# SHORT PROBLEM
Pick out each line of the material below that contains the string "bathroom" and copy those lines out. Matching is case-sensitive.

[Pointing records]
****************
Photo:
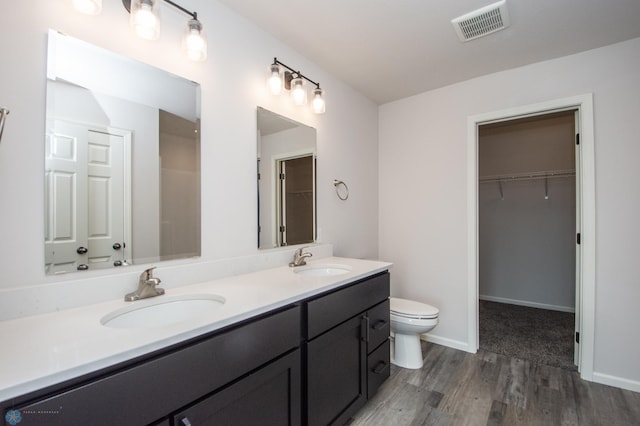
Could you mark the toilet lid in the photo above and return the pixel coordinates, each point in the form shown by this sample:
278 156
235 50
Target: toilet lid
412 309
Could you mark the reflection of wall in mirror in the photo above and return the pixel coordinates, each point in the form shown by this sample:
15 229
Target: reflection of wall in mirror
180 187
277 146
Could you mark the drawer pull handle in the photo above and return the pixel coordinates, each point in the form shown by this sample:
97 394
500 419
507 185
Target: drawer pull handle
380 325
364 329
380 367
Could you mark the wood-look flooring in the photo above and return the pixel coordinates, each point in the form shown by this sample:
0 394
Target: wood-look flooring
458 388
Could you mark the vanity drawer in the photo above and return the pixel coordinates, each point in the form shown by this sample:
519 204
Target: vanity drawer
379 364
151 389
329 310
379 326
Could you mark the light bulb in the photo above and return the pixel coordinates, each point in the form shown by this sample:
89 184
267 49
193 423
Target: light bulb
298 92
275 79
194 42
318 103
145 18
88 7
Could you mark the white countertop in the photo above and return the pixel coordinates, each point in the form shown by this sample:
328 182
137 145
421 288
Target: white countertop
43 350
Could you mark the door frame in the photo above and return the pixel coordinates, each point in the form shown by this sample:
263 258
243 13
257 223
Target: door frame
585 207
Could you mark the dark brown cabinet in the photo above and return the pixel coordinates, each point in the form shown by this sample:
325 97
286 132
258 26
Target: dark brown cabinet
347 349
239 360
315 362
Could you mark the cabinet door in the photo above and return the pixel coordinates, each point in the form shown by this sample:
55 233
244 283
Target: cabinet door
269 396
336 373
379 368
379 325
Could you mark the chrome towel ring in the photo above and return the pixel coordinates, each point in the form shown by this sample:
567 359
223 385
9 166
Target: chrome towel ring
344 194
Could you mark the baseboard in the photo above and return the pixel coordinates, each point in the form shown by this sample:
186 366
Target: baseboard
527 303
618 382
455 344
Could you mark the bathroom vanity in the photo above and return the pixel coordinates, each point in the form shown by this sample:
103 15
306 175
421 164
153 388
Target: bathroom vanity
313 358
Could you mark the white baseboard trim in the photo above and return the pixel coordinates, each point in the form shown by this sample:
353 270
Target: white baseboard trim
455 344
618 382
527 303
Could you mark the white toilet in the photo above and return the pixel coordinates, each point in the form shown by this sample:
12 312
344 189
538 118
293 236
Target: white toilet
409 319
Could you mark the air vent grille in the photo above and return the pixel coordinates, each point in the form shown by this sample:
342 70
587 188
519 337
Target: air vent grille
482 22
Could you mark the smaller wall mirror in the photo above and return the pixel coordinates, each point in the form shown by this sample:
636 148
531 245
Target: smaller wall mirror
286 181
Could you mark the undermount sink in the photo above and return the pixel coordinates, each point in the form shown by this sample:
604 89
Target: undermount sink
163 311
321 270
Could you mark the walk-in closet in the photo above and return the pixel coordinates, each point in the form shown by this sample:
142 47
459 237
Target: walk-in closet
527 231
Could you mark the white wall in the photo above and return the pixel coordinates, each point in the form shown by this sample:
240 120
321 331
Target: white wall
233 85
423 208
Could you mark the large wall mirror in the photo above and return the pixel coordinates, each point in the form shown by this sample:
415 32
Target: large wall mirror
122 160
286 181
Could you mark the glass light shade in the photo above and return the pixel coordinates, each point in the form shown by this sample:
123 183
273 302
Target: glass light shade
274 79
298 92
194 41
145 18
88 7
318 103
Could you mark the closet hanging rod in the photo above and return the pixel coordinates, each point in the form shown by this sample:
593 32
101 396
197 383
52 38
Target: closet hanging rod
528 176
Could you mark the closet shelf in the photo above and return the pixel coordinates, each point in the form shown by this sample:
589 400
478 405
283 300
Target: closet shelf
528 176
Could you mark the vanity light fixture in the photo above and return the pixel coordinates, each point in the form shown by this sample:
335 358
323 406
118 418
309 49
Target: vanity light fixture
294 81
145 20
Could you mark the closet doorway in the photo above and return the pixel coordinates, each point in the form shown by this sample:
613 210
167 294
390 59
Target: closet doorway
527 226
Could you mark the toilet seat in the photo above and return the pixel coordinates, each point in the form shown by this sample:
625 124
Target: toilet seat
411 309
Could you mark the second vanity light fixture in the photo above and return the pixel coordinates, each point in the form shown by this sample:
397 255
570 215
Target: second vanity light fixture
294 81
145 20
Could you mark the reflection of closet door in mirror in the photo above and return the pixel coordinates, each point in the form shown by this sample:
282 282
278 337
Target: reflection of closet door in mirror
65 196
88 211
297 200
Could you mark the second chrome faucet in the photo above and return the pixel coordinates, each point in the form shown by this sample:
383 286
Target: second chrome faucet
147 287
299 258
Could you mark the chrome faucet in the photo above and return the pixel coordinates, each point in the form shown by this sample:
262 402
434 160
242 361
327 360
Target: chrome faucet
147 287
298 258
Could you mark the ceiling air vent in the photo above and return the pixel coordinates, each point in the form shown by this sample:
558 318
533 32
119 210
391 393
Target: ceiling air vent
482 22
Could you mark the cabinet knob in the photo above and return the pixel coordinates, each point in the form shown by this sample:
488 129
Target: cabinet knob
380 367
380 325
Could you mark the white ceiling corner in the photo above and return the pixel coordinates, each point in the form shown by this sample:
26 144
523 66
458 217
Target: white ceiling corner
392 49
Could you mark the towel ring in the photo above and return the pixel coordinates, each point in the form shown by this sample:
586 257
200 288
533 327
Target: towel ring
343 195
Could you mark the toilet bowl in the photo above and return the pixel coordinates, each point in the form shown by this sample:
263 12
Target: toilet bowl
409 319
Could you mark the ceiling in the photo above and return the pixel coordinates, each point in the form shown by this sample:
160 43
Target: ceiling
392 49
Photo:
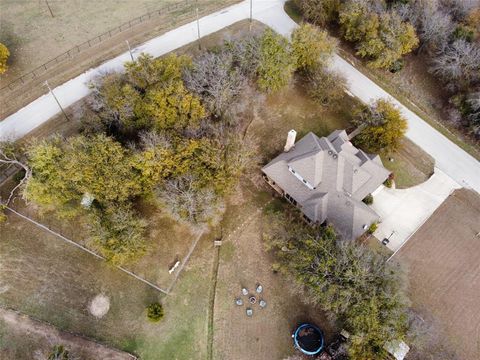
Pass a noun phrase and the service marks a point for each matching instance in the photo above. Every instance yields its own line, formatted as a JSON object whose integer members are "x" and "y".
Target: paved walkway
{"x": 449, "y": 158}
{"x": 403, "y": 211}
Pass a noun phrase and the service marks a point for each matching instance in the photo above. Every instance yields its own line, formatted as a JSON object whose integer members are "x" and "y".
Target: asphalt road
{"x": 450, "y": 158}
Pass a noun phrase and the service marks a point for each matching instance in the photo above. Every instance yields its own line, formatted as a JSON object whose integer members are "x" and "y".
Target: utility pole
{"x": 48, "y": 5}
{"x": 198, "y": 29}
{"x": 251, "y": 14}
{"x": 130, "y": 50}
{"x": 58, "y": 103}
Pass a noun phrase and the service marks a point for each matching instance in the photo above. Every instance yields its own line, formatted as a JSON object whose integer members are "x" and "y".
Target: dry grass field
{"x": 244, "y": 263}
{"x": 34, "y": 38}
{"x": 444, "y": 270}
{"x": 21, "y": 336}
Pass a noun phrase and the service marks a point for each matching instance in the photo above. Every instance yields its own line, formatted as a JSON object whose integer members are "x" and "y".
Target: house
{"x": 327, "y": 178}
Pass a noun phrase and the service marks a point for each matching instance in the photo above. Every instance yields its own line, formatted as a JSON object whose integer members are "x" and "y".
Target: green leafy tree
{"x": 357, "y": 285}
{"x": 311, "y": 47}
{"x": 383, "y": 127}
{"x": 172, "y": 107}
{"x": 4, "y": 54}
{"x": 155, "y": 312}
{"x": 64, "y": 171}
{"x": 59, "y": 353}
{"x": 146, "y": 71}
{"x": 276, "y": 63}
{"x": 383, "y": 38}
{"x": 118, "y": 232}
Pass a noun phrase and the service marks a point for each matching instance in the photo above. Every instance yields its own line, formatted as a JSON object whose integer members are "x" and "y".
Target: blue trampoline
{"x": 308, "y": 339}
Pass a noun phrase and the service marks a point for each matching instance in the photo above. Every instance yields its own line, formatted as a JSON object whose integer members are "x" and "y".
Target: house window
{"x": 305, "y": 182}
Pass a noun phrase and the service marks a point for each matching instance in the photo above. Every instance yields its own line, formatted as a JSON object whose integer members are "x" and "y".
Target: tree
{"x": 4, "y": 54}
{"x": 65, "y": 170}
{"x": 320, "y": 12}
{"x": 434, "y": 27}
{"x": 146, "y": 71}
{"x": 275, "y": 67}
{"x": 358, "y": 286}
{"x": 459, "y": 63}
{"x": 311, "y": 47}
{"x": 155, "y": 312}
{"x": 172, "y": 107}
{"x": 326, "y": 86}
{"x": 118, "y": 232}
{"x": 383, "y": 38}
{"x": 383, "y": 127}
{"x": 187, "y": 202}
{"x": 245, "y": 54}
{"x": 59, "y": 353}
{"x": 116, "y": 102}
{"x": 216, "y": 80}
{"x": 150, "y": 95}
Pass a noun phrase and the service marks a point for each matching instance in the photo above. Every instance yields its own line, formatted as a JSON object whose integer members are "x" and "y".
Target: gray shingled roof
{"x": 341, "y": 176}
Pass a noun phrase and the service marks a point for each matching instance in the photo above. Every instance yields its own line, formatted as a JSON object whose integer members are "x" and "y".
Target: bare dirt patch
{"x": 24, "y": 338}
{"x": 444, "y": 270}
{"x": 99, "y": 306}
{"x": 244, "y": 263}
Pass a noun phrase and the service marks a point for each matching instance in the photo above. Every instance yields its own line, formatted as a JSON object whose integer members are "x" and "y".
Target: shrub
{"x": 155, "y": 312}
{"x": 326, "y": 86}
{"x": 368, "y": 199}
{"x": 372, "y": 228}
{"x": 58, "y": 353}
{"x": 4, "y": 54}
{"x": 275, "y": 67}
{"x": 397, "y": 66}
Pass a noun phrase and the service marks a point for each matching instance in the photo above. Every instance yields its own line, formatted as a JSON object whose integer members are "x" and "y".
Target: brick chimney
{"x": 292, "y": 134}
****************
# COMPLETE ANSWER
Could you mark the bathroom vanity in the photo above and return the pixel coordinates, each point in the form shown by this sample:
Target: bathroom vanity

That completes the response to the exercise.